AIM OF THE TASK: Retype the entries in full.

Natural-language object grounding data

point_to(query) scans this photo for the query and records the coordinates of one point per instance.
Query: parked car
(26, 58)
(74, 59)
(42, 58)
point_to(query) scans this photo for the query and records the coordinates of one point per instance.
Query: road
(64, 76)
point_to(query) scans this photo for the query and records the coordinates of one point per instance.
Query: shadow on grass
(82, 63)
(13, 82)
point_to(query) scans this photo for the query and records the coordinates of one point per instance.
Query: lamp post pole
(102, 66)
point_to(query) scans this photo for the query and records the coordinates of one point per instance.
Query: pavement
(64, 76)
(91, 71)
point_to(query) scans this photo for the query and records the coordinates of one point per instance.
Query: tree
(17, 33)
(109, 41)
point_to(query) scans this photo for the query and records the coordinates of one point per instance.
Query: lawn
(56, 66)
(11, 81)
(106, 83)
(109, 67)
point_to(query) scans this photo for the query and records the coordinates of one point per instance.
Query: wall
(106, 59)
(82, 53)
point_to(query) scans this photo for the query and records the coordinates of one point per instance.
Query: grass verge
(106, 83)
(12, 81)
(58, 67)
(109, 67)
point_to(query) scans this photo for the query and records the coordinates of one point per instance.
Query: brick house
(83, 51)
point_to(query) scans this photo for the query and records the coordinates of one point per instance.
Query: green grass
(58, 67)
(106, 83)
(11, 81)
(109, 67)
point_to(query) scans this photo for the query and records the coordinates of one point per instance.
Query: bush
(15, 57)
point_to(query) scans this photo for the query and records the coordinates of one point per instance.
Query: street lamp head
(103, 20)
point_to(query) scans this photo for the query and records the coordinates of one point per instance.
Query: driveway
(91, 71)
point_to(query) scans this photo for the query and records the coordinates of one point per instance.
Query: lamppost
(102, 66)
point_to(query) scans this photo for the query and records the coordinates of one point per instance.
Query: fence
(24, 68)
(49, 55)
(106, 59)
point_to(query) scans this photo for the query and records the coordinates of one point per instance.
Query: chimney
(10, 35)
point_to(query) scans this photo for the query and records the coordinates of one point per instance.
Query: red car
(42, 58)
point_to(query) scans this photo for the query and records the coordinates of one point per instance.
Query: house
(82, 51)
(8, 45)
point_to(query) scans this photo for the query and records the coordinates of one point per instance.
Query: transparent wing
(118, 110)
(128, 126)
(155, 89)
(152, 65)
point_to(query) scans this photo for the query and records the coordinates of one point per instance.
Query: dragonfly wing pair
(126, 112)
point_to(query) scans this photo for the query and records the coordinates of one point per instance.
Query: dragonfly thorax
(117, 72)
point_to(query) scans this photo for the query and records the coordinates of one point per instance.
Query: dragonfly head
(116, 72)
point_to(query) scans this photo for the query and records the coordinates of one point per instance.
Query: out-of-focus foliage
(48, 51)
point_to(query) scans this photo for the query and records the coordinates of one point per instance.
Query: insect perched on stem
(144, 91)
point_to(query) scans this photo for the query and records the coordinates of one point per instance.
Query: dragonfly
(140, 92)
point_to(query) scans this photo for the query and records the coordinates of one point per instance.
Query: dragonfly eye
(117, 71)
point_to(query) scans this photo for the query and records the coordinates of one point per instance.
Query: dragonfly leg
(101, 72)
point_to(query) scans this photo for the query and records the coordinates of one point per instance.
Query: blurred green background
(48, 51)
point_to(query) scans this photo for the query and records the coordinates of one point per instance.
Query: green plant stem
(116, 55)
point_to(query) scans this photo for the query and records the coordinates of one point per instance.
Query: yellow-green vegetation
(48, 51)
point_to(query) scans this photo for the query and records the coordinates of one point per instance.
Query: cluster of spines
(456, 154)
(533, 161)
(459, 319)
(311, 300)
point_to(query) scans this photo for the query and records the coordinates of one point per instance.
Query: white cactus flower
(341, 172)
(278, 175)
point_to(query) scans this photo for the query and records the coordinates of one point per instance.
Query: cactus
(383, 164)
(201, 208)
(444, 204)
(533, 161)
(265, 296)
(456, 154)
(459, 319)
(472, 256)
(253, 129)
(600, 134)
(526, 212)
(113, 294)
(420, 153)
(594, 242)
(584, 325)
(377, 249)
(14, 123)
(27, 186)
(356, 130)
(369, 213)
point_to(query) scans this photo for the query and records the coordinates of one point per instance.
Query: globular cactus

ANSWER BOX:
point_to(query) scans this photo for the query and records the coordinates of one point per instance.
Query: parked car
(26, 58)
(74, 59)
(42, 58)
point_to(query) scans this photo for the query and records the coordinates of one point per instance.
Query: road
(64, 76)
point_to(query) scans this photo for the query and records the coordinates of one point per instance.
Query: shadow on grass
(82, 63)
(13, 82)
point_to(query) scans this photo for the query and records the coordinates of one point per instance.
Query: lamp post pole
(102, 66)
point_to(query) scans this photo for the query and records the coordinates of one point per instance.
Query: pavement
(64, 76)
(91, 71)
point_to(query) scans this photo for the query and records the coordinates of one point per instance.
Query: tree
(17, 33)
(109, 41)
point_to(query) scans this photo for the query and records the coordinates of one point per instance.
Query: lawn
(56, 66)
(11, 81)
(106, 83)
(109, 67)
point_to(query) scans this photo for the query and records the coordinates of one point per instance.
Query: wall
(106, 59)
(82, 53)
point_to(query) scans this photo for the query and records the coordinates of one point per instance.
Query: grass verge
(106, 83)
(12, 81)
(58, 67)
(109, 67)
point_to(query) scans this photo for the query and records the coordinates of one point per instance.
Query: brick house
(83, 51)
point_to(query) scans this photo for the query and records the coordinates of one point per instance.
Query: green grass
(58, 67)
(106, 83)
(11, 81)
(109, 67)
point_to(query) scans this photo for the query and records the coordinates of one point per instance.
Query: bush
(15, 57)
point_to(query) scans this photo for the query and records the coordinates of one point per instance.
Query: street lamp head
(103, 20)
point_to(query) scans this photo for the query and records the coordinates of one point per instance.
Query: driveway
(91, 71)
point_to(query) scans this photo for the query and records the coordinates of one point per instance.
Query: lamppost
(102, 66)
point_to(query) scans this photo for the query and records the coordinates of one point per instance.
Query: fence
(24, 68)
(49, 55)
(106, 59)
point_to(query) scans this photo for the query and records the coordinates of one point per instance.
Query: chimney
(10, 35)
point_to(query) scans this photo for the query and records the coordinates of one point per instance.
Query: red car
(42, 58)
point_to(query) scans this photo for the query and records the coordinates of one point per instance.
Query: house
(82, 51)
(8, 45)
point_to(query) scans this photo for the query and records the coordinates of one point per instance.
Query: transparent wing
(118, 110)
(128, 126)
(155, 89)
(152, 65)
point_to(query) scans this photo for the query and records the coordinates of one point per instance.
Query: dragonfly wing pair
(126, 112)
point_to(query) scans this photo for the query and records the coordinates of one point per instance.
Query: dragonfly thorax
(117, 72)
point_to(query) scans this photo for the query and records the coordinates of one point per instance.
Query: dragonfly head
(116, 72)
point_to(query) scans this photo for the query and records the coordinates of one point per instance.
Query: out-of-focus foliage
(48, 51)
point_to(query) scans this photo for the query and records the coordinates of one point per instance.
Query: insect perched on stem
(144, 91)
point_to(query) scans this photo for the query and records the coordinates of one point per instance.
Query: dragonfly
(140, 92)
point_to(query) scans this photo for the query and records the coordinates of one point per instance.
Query: dragonfly eye
(117, 71)
point_to(query) scans this photo for the query and records the coordinates of one point per instance.
Query: dragonfly leg
(101, 72)
point_to(query) scans this photo for the query and records the coordinates of one point per instance.
Query: blurred green background
(48, 51)
point_to(query) scans this photo for the query and records the coordinates of one point per instance.
Query: green plant stem
(116, 55)
point_to(query) scans this photo for the query and records the coordinates of one point per instance.
Query: yellow-green vegetation
(48, 51)
point_to(query) scans this photo for the query and records the coordinates of one point per instance.
Query: cluster of spines
(456, 154)
(533, 161)
(459, 319)
(311, 300)
point_to(query) scans this photo for the query and records the coordinates of one point per instance.
Query: white cactus flower
(341, 172)
(278, 175)
point_to(query) scans this photo for the query and records the coordinates of one point per instance.
Query: cactus
(383, 164)
(201, 208)
(444, 204)
(533, 161)
(265, 296)
(456, 154)
(459, 319)
(472, 256)
(253, 129)
(600, 134)
(526, 212)
(113, 294)
(420, 153)
(594, 242)
(584, 325)
(377, 249)
(14, 123)
(27, 186)
(356, 130)
(369, 213)
point_to(query) scans this photo for the query and records the coordinates of one point per instance.
Query: globular cactus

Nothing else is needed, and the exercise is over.